---------- Data in this exercise ----------

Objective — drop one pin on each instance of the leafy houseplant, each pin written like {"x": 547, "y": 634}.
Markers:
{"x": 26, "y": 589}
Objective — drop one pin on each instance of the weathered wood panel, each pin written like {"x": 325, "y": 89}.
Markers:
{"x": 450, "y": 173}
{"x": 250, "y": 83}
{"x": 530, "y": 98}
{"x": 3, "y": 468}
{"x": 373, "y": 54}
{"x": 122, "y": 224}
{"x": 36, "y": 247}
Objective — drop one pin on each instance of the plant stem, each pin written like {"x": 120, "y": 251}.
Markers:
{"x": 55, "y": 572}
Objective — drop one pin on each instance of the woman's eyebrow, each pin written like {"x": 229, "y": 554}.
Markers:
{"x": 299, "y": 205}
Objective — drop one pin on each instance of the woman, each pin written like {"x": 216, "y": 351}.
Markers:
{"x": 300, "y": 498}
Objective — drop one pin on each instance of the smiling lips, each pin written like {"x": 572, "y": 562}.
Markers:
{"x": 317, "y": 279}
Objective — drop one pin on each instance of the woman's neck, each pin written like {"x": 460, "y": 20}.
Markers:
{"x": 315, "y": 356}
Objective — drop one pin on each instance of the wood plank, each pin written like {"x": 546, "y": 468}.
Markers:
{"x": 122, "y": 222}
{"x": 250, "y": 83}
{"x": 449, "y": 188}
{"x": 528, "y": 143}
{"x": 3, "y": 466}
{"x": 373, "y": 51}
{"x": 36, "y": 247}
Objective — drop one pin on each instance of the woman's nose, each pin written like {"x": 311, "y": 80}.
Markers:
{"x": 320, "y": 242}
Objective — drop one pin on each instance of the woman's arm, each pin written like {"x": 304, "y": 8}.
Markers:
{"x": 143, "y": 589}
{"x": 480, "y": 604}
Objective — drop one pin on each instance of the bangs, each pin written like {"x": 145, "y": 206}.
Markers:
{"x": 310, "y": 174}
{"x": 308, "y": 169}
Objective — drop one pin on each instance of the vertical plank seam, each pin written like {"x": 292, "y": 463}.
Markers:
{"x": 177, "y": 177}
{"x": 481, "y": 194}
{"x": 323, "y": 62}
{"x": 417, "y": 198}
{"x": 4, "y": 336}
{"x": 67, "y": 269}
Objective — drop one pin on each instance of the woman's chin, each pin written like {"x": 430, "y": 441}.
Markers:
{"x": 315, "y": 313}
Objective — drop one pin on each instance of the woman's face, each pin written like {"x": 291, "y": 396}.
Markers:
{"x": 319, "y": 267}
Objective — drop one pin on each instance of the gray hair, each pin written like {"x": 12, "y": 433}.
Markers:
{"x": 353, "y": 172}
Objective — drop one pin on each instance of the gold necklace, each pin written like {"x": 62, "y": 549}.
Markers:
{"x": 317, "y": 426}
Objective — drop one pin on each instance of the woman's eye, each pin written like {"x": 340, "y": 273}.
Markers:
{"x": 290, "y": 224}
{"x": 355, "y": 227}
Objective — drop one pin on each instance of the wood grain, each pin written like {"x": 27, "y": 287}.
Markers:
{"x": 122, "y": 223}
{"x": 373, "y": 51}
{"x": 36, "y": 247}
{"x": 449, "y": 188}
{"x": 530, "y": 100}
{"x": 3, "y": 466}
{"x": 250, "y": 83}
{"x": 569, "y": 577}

----------

What you have to do:
In the entries above, identify each line that includes the string "plank", then copy it.

Reply:
Objective — drop one pin on each instance of the wood plank, each pin written like {"x": 546, "y": 468}.
Objective — drop one pin on each instance of the vertical plank seam, each pin written like {"x": 292, "y": 463}.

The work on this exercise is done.